ACTIVITY
Down to the last character, transcribe every record.

Phrase grounding data
^^^^^^^^

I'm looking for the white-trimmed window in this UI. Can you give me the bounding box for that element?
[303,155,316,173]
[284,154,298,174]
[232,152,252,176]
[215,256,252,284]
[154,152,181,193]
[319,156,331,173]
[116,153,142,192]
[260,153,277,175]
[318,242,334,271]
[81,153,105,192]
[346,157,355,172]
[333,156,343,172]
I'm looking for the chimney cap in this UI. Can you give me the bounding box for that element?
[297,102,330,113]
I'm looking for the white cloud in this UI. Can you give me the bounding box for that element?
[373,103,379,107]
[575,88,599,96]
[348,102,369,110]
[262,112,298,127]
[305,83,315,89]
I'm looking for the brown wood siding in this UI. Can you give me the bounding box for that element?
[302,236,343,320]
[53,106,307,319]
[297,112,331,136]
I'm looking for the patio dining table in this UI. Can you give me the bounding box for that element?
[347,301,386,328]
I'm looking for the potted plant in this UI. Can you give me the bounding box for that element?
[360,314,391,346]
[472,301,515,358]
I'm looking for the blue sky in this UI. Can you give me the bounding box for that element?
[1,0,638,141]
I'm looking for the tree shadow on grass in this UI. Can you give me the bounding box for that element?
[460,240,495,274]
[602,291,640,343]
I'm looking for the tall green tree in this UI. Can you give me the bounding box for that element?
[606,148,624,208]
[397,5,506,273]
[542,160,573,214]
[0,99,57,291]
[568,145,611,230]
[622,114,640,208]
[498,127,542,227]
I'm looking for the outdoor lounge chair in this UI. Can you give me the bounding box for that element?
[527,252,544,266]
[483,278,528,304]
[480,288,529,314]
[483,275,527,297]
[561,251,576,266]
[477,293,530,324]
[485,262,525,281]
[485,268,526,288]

^^^^^^^^

RESPONSE AREA
I'm looking for the white-trimmed window in this UI. Can you give me the bounding box for that element?
[303,155,316,173]
[284,154,298,174]
[232,152,252,176]
[215,256,252,284]
[154,152,181,193]
[319,156,331,173]
[116,153,142,192]
[260,153,277,175]
[318,242,334,271]
[81,153,105,192]
[346,157,355,172]
[333,156,343,172]
I'm looking for the chimney cap in this UI. Can you give me the bounding box for that element?
[297,102,330,113]
I'm looking for the white cloud in this UI. Can you give me the bounding box for that element?
[373,103,379,107]
[575,88,599,96]
[348,102,369,110]
[262,112,298,127]
[305,83,315,89]
I'm looking for the brown wood siding in this UI. Can you give me the bounding box for that element?
[302,236,343,320]
[53,106,307,319]
[297,112,331,136]
I'm looking for the patio dining table in this UI. Can you give me the bounding box for that element?
[347,301,386,328]
I'm looking for the potted plant in this UI. Can you give me the bounding box for that element?
[360,314,391,346]
[472,301,515,358]
I'm looking for the blue sky in this UI. Can you give me the bounding box for that element?
[1,0,638,141]
I'm looking for the tree shadow on grass in this UI. Can you give me the bounding box for that element?
[460,240,495,274]
[602,291,640,343]
I'm looking for the tall green tree in this UI. Can you give me the bounding box for that element?
[606,148,624,208]
[397,5,506,273]
[542,160,573,214]
[0,99,57,291]
[568,145,611,230]
[622,114,640,208]
[498,127,542,227]
I'm looking for the outdoor lounge chair in this UI. Can you give me the bounding box for that element?
[527,252,544,266]
[483,278,528,304]
[480,288,529,314]
[483,275,527,297]
[561,251,576,266]
[477,293,530,324]
[485,262,525,281]
[485,268,526,288]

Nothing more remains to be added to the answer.